Excerpt
>> Start

A man can die but once: we owe God a death.
Feeble the tailor in Act 3, Scene 2, being conscripted into Falstaff's army and accepting it with complete calm — an insignificant recruit delivers the play's most stoic line about mortality.
Let the end try the man.
Prince Hal in Act 2, Scene 2 — his response to Poins's question about his behaviour around his sick father is to defer judgement until the end. He is telling himself and Poins that his character will become clear by his actions, not his current company.
Thus we play the fools with the time, and the spirits of the wise sit in the clouds and mock us.
Prince Hal in Act 2, Scene 2, commenting on his own behaviour — the self-awareness is more uncomfortable than the foolishness. He knows what he is doing and does it anyway.
I have a whole school of tongues in this belly of mine, and not a tongue of them all speaks any other word but my name.

>> End

Excerpted data
>> Start

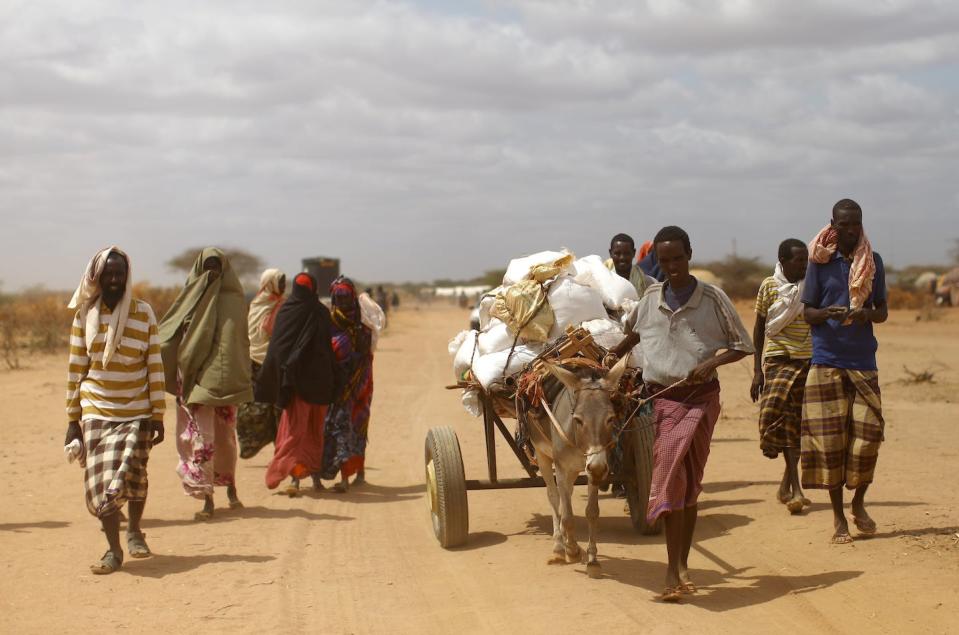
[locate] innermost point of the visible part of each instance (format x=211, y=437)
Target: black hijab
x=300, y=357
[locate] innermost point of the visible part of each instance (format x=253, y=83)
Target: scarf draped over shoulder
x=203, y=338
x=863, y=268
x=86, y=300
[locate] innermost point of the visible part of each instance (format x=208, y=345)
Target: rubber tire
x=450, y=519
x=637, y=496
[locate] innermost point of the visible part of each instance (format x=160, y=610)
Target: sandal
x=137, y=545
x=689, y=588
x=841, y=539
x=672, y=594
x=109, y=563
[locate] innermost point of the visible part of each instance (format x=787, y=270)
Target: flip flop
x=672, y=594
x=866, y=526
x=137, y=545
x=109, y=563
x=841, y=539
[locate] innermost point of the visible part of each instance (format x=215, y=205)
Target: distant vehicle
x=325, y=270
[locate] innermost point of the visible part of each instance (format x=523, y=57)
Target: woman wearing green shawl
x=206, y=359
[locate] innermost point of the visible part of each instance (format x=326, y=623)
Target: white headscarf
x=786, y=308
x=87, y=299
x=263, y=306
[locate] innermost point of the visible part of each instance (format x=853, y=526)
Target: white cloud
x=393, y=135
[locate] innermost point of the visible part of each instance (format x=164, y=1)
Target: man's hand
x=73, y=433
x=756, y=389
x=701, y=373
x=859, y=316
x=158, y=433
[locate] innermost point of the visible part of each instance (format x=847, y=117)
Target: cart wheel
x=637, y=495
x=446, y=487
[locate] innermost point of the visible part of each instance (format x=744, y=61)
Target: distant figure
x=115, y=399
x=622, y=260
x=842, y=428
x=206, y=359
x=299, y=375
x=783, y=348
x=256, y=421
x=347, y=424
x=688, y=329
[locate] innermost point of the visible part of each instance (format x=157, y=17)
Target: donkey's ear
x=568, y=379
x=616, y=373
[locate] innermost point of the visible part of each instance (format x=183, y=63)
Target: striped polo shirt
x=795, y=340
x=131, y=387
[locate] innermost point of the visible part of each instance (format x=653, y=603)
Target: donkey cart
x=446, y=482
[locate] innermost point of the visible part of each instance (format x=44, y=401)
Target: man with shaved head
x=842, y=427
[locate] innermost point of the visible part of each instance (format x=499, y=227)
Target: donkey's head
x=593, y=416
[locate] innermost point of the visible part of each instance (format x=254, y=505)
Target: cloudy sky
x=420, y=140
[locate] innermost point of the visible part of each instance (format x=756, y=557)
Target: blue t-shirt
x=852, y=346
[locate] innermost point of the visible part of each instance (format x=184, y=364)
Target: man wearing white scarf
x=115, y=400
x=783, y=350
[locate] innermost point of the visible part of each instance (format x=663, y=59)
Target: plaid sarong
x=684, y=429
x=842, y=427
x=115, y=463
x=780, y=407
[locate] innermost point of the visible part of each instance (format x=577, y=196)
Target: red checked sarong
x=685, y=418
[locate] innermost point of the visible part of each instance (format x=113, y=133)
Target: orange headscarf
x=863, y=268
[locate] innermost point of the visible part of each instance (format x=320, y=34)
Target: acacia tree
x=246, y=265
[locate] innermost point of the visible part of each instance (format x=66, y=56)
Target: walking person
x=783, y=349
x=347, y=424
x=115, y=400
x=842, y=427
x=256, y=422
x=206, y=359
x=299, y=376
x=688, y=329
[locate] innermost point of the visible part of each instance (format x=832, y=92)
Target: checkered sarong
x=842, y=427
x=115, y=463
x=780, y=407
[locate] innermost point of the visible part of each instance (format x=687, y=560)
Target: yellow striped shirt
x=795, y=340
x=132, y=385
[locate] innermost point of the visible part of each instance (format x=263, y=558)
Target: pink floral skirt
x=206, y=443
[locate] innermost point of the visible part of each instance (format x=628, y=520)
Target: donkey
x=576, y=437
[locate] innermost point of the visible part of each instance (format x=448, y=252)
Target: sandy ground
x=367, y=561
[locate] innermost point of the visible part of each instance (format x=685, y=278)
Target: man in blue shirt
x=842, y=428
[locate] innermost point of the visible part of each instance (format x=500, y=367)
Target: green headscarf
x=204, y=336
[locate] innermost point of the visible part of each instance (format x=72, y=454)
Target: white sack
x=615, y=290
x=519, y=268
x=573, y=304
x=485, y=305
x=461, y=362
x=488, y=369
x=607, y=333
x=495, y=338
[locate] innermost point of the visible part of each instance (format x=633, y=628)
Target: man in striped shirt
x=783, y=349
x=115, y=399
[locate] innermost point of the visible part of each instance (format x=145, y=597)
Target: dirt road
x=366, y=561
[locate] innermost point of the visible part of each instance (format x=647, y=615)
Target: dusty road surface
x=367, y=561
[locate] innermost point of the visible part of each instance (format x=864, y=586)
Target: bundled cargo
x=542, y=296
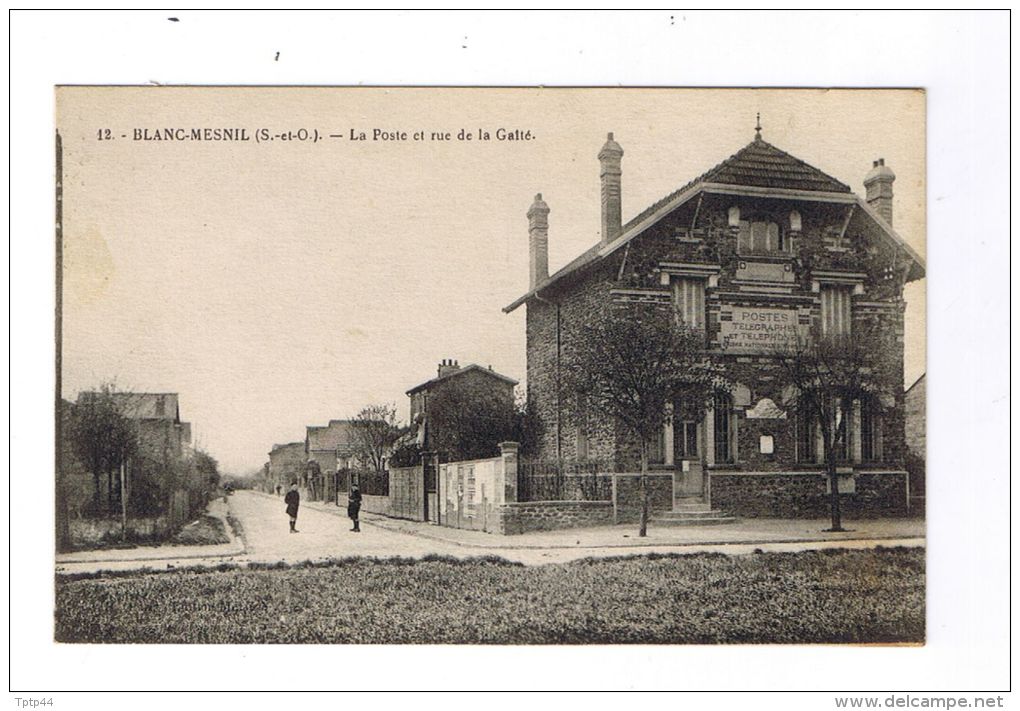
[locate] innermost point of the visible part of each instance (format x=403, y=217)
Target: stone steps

>> End

Exercise brief
Reproduce word for word the passage of the play-quotations excerpt starting with "A man can die" and going on through "try the man.". The entries play no part here.

Finished task
A man can die but once: we owe God a death.
Feeble the tailor in Act 3, Scene 2, being conscripted into Falstaff's army and accepting it with complete calm — an insignificant recruit delivers the play's most stoic line about mortality.
Let the end try the man.